PAGE TEXT:
- Opening Delimiter -
Date: Friday, March 26, 2010, 11:30 am - 12:30 pm, SB 111
Title: Cost-sensitive Information Acquisition for Prediction
Speaker: Mustafa Bilgic
Dept. Computer Science
University of Maryland College Park
Machine learning systems have been increasingly used in our day-to-day activities now. Just a few examples include handwritten character recognition systems, product recommendation systems, face detection features of cameras, speech recognition in hands-free devices, document ranking by search engines, fraudulent activity detection for credit card transactions, spam detection, and medical diagnosis. A critical component of a machine learning system is the "information" needed to develop and use the systems. The speech and handwritten digit recognition systems need be trained on a representative and diverse set of examples, product recommendation systems need be provided with example ratings, emails need to be tagged as spam nor not, laboratory experiments need be run for medical diagnosis, etc.
Even though the necessary information can be freely available in some cases, gathering the information is costly in most of the cases; the users are willing to rate only few items, tag only few emails, and train the speech recognition algorithm with only few examples. It is essential to gather the user and expert feedback for the right examples and not waste their effort. A system that requires a tremendous amount of user input and labeled data, is impracticable, while a system that provides an unacceptable rate of incorrect predictions is useless if not harmful. It is thus imperative to develop systems that can provide correct predictions with the least amount of information and feedback possible.
In this talk, I will present two techniques aimed at reducing the amount of information required to provide correct predictions. The techniques that I will present are based on decision theoretic analysis of value of information and predicting which examples the underlying model is most likely to be incorrect about. The techniques that I propose outperform several state-of-the art techniques on both real-world and synthetic datasets.
Biography: Mustafa Bilgic is a PhD candidate at the University of Maryland - College Park working with Dr. Lise Getoor. He received his MSc from the University of Maryland at College Park and his BSc from the University of Texas at Austin. His research interests include data mining, machine learning, probabilistic graphical models, statistical relational learning, active learning, social network analysis, and information visualization. His work on active inference won the ACM SIGKDD Best Student Paper Award in 2008.
- Closing Delimiter -
INFORMATION:
- Opening Delimiter -
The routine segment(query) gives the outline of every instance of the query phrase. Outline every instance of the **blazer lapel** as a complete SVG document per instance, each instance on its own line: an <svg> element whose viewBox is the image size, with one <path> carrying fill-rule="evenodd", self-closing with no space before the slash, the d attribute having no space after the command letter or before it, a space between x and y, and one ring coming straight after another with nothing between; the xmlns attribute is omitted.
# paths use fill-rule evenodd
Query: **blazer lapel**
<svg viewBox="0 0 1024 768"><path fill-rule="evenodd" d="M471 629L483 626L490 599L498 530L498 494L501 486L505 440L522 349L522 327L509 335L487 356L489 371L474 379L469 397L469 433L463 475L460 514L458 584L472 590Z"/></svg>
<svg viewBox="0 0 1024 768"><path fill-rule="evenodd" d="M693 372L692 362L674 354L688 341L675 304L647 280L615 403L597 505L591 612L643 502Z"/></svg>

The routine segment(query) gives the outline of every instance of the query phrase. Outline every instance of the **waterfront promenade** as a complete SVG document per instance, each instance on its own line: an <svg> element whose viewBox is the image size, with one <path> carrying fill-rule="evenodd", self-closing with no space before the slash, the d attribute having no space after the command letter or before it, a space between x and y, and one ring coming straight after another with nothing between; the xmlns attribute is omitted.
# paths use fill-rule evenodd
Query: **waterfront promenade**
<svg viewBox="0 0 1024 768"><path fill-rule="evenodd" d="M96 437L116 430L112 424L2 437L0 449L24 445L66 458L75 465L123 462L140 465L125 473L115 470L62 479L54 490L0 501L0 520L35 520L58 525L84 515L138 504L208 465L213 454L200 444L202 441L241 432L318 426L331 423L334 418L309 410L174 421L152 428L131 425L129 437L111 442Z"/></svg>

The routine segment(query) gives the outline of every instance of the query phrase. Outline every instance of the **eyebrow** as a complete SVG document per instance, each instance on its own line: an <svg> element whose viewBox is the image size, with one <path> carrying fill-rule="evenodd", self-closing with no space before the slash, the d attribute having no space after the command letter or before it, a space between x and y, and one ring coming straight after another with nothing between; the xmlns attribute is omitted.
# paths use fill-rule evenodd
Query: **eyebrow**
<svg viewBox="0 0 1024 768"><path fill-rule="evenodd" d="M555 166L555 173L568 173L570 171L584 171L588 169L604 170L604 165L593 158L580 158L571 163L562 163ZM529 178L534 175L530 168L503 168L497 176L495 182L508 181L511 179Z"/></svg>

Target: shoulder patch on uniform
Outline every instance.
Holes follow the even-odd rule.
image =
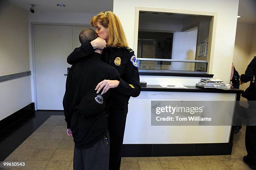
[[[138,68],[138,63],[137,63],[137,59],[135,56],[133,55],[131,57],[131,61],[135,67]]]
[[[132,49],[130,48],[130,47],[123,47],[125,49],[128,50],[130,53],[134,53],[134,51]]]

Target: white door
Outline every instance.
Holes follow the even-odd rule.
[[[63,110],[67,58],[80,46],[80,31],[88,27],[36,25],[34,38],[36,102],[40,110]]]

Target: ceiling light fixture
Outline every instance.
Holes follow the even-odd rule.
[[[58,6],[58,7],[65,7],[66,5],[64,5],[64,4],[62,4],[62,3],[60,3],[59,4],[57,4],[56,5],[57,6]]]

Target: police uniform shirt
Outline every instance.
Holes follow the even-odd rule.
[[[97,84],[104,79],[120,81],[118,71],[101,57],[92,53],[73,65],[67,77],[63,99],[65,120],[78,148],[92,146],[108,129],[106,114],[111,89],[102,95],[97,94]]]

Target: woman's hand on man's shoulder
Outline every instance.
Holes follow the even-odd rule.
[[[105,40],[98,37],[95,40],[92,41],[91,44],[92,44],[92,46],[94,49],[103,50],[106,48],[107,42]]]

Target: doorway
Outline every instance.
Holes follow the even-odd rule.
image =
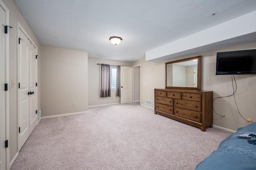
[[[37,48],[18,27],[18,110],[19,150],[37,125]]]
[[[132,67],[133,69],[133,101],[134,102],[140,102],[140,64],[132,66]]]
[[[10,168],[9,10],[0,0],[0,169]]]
- Closing Delimiter -
- Opening Delimiter -
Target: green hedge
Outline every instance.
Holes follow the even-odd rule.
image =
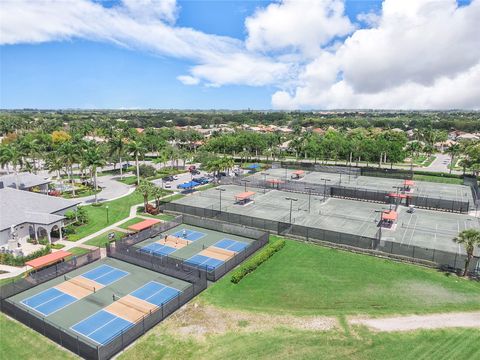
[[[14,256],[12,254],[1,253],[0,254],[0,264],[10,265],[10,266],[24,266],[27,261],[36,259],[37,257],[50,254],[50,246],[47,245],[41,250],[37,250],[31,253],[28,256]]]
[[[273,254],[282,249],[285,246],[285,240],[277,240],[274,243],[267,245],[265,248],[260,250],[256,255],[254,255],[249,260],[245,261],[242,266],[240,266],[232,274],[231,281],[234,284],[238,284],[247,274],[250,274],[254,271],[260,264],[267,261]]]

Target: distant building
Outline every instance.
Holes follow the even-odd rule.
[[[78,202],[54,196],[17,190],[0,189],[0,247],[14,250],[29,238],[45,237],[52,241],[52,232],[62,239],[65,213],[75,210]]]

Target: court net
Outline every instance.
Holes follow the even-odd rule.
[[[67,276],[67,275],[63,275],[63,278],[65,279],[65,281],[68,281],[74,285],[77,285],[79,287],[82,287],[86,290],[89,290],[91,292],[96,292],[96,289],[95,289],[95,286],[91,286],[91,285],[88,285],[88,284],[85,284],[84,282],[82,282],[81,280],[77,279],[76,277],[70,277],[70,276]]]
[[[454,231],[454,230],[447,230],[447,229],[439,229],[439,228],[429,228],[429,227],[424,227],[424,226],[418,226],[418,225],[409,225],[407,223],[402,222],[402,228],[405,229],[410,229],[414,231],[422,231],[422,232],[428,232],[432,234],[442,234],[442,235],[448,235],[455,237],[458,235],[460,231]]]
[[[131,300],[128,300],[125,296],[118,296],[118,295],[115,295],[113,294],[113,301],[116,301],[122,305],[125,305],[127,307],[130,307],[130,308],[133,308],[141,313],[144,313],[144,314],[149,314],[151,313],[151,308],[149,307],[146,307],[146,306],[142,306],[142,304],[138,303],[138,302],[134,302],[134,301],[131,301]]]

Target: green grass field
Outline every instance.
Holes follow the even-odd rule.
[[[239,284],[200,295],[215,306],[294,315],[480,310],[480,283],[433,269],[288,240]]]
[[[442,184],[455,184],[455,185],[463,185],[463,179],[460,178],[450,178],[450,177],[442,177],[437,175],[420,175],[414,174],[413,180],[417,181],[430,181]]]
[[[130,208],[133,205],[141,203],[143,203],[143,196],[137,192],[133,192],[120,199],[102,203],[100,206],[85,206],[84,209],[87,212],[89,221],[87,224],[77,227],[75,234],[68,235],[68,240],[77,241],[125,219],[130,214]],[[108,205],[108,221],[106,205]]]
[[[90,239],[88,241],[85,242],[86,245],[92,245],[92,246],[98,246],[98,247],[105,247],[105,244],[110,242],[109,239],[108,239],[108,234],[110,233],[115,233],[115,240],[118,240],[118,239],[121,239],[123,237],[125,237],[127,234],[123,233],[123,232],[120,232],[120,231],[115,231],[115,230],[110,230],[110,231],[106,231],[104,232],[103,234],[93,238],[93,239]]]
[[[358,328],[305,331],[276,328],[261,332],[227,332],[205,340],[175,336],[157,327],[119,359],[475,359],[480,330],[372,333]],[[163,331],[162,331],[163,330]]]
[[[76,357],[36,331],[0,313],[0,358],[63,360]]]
- Closing Delimiter -
- Opening Delimiter -
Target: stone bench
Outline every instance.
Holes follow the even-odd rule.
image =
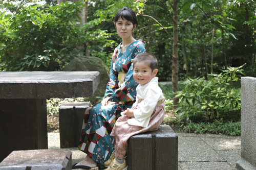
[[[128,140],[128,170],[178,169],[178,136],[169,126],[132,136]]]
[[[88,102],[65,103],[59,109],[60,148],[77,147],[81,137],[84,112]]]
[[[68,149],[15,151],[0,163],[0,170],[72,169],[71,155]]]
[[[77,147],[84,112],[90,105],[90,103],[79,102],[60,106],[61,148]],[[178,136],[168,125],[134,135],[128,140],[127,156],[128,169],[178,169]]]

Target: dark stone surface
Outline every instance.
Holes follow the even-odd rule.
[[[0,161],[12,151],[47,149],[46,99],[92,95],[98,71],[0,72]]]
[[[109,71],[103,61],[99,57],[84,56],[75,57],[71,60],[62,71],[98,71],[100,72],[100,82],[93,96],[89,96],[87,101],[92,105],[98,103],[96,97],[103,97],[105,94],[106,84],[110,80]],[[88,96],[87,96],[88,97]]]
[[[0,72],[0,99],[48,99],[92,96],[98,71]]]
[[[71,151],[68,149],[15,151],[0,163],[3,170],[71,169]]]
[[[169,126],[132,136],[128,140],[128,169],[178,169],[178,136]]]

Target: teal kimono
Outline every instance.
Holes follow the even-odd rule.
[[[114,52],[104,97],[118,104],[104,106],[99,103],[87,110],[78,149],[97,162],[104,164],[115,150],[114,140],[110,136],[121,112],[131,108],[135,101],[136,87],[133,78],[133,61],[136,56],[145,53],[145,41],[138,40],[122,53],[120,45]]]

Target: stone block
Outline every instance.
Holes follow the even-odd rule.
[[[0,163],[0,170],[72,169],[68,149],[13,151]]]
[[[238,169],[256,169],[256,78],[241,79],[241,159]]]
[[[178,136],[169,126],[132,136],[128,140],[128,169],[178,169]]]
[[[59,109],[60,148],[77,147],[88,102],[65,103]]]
- Closing Delimiter -
REQUIRED WORK:
1 > Answer from the talk announcement:
(a) In which room is the talk held?
(b) With whom does the speaker work at the University of Maryland?
(c) Which award did the speaker's work on active inference win, and in what year?
2 > Copy out the part of the talk announcement that opens with the words containing "Even though the" and closes with "and feedback possible.", renaming "feedback" as "responses" throughout.
The listing is unrelated to the talk announcement and stands as separate material.

YOUR RESPONSES:
1 >
(a) SB 111
(b) Dr. Lise Getoor
(c) The ACM SIGKDD Best Student Paper Award, in 2008

2 >
Even though the necessary information can be freely available in some cases, gathering the information is costly in most of the cases; the users are willing to rate only few items, tag only few emails, and train the speech recognition algorithm with only few examples. It is essential to gather the user and expert responses for the right examples and not waste their effort. A system that requires a tremendous amount of user input and labeled data, is impracticable, while a system that provides an unacceptable rate of incorrect predictions is useless if not harmful. It is thus imperative to develop systems that can provide correct predictions with the least amount of information and responses possible.